**DIRECTIONS**
Output all entries verbatim. Skip pictures.
───── DATA EXTRACT ─────
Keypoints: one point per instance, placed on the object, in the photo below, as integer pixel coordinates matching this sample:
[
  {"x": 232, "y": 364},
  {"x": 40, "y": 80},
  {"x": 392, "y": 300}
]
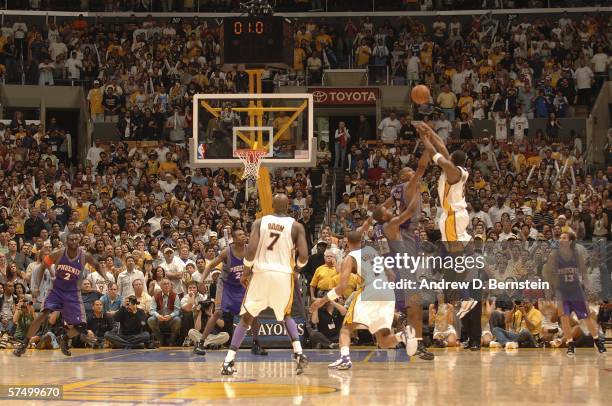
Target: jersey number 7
[{"x": 275, "y": 237}]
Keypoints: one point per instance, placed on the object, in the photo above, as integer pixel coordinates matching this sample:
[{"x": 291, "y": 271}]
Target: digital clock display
[
  {"x": 257, "y": 40},
  {"x": 249, "y": 27}
]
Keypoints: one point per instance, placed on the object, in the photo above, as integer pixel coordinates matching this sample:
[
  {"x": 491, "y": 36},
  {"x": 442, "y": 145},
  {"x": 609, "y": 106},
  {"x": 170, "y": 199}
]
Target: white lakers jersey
[
  {"x": 373, "y": 279},
  {"x": 366, "y": 270},
  {"x": 276, "y": 249},
  {"x": 452, "y": 197}
]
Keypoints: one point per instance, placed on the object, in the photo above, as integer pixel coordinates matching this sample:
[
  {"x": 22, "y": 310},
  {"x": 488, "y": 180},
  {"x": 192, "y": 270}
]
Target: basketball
[
  {"x": 264, "y": 197},
  {"x": 420, "y": 94}
]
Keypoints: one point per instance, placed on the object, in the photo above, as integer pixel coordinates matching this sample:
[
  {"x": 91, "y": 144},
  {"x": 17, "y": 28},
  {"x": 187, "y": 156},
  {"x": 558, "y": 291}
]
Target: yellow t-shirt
[
  {"x": 83, "y": 212},
  {"x": 363, "y": 55},
  {"x": 447, "y": 100},
  {"x": 323, "y": 278},
  {"x": 168, "y": 166},
  {"x": 481, "y": 184},
  {"x": 299, "y": 55},
  {"x": 95, "y": 101},
  {"x": 535, "y": 321},
  {"x": 322, "y": 39},
  {"x": 352, "y": 285},
  {"x": 280, "y": 122},
  {"x": 466, "y": 103}
]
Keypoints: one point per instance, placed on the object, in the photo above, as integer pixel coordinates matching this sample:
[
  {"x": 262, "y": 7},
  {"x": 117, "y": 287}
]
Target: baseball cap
[{"x": 133, "y": 297}]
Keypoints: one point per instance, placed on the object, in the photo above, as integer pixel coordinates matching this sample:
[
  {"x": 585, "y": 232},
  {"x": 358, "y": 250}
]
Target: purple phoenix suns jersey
[
  {"x": 69, "y": 273},
  {"x": 398, "y": 197}
]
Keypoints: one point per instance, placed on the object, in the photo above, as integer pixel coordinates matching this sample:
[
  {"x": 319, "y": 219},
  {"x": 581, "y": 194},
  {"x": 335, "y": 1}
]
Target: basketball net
[{"x": 251, "y": 159}]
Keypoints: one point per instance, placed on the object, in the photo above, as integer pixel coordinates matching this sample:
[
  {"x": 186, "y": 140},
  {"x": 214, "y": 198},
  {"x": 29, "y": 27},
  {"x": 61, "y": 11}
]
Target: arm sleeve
─────
**EXERCISE OUTPUT**
Keypoints: one point per instance, placed on the object, in the photo below, as integer pixel coordinates matching this sample:
[
  {"x": 232, "y": 364},
  {"x": 40, "y": 80},
  {"x": 392, "y": 300}
]
Target: jersey number 7
[{"x": 275, "y": 237}]
Keypoints: one point per instance, placed on the object, in the photo above, as integer pixel coordinates matching this sample:
[{"x": 291, "y": 271}]
Target: digital clock display
[
  {"x": 257, "y": 40},
  {"x": 249, "y": 27}
]
Keypoints: one point per instance, placed on the object, in the photo above, as integer pixel coordinates matching this sample:
[
  {"x": 491, "y": 36},
  {"x": 442, "y": 145},
  {"x": 609, "y": 106},
  {"x": 170, "y": 199}
]
Target: white lakers jersey
[
  {"x": 373, "y": 279},
  {"x": 366, "y": 270},
  {"x": 276, "y": 249},
  {"x": 452, "y": 197}
]
Keypoints: one point per instance, placed on the object, in the photo above, as integer pixel coordinates matching this sample:
[
  {"x": 22, "y": 310},
  {"x": 488, "y": 180},
  {"x": 192, "y": 270}
]
Target: basketball
[
  {"x": 264, "y": 197},
  {"x": 420, "y": 94}
]
Keypoints: one point per instance, placed on the object, in the photo above, as integer pixel coordinates matching this sample:
[
  {"x": 91, "y": 144},
  {"x": 17, "y": 28},
  {"x": 187, "y": 156},
  {"x": 558, "y": 291}
]
Target: yellow t-shirt
[
  {"x": 83, "y": 212},
  {"x": 363, "y": 55},
  {"x": 447, "y": 100},
  {"x": 323, "y": 278},
  {"x": 168, "y": 166},
  {"x": 481, "y": 184},
  {"x": 299, "y": 55},
  {"x": 95, "y": 101},
  {"x": 535, "y": 321},
  {"x": 322, "y": 39},
  {"x": 352, "y": 285},
  {"x": 280, "y": 122},
  {"x": 466, "y": 103}
]
Keypoints: one point per instance, placed on the object, in the photo above, as integer pixel coordinates matching this sample:
[
  {"x": 262, "y": 7},
  {"x": 117, "y": 287}
]
Target: baseball cap
[{"x": 133, "y": 297}]
Keypoints: one point per instance, placed on the object, in the photo above, as integer pixel coordinates matching this sample:
[
  {"x": 585, "y": 232},
  {"x": 358, "y": 250}
]
Target: purple phoenix suns jersey
[
  {"x": 69, "y": 273},
  {"x": 398, "y": 197}
]
Keypoints: one point per instance, placed on the object, in the photo above, as integer pixel coordinates matching this sample:
[
  {"x": 319, "y": 219},
  {"x": 581, "y": 194},
  {"x": 335, "y": 1}
]
Target: basketball net
[{"x": 251, "y": 159}]
Keypoints: one point per instance, placed on the object, in the photo above, as integer pixel coordinates matching this sample:
[
  {"x": 186, "y": 140},
  {"x": 214, "y": 198},
  {"x": 29, "y": 27},
  {"x": 61, "y": 11}
]
Target: arm sleeve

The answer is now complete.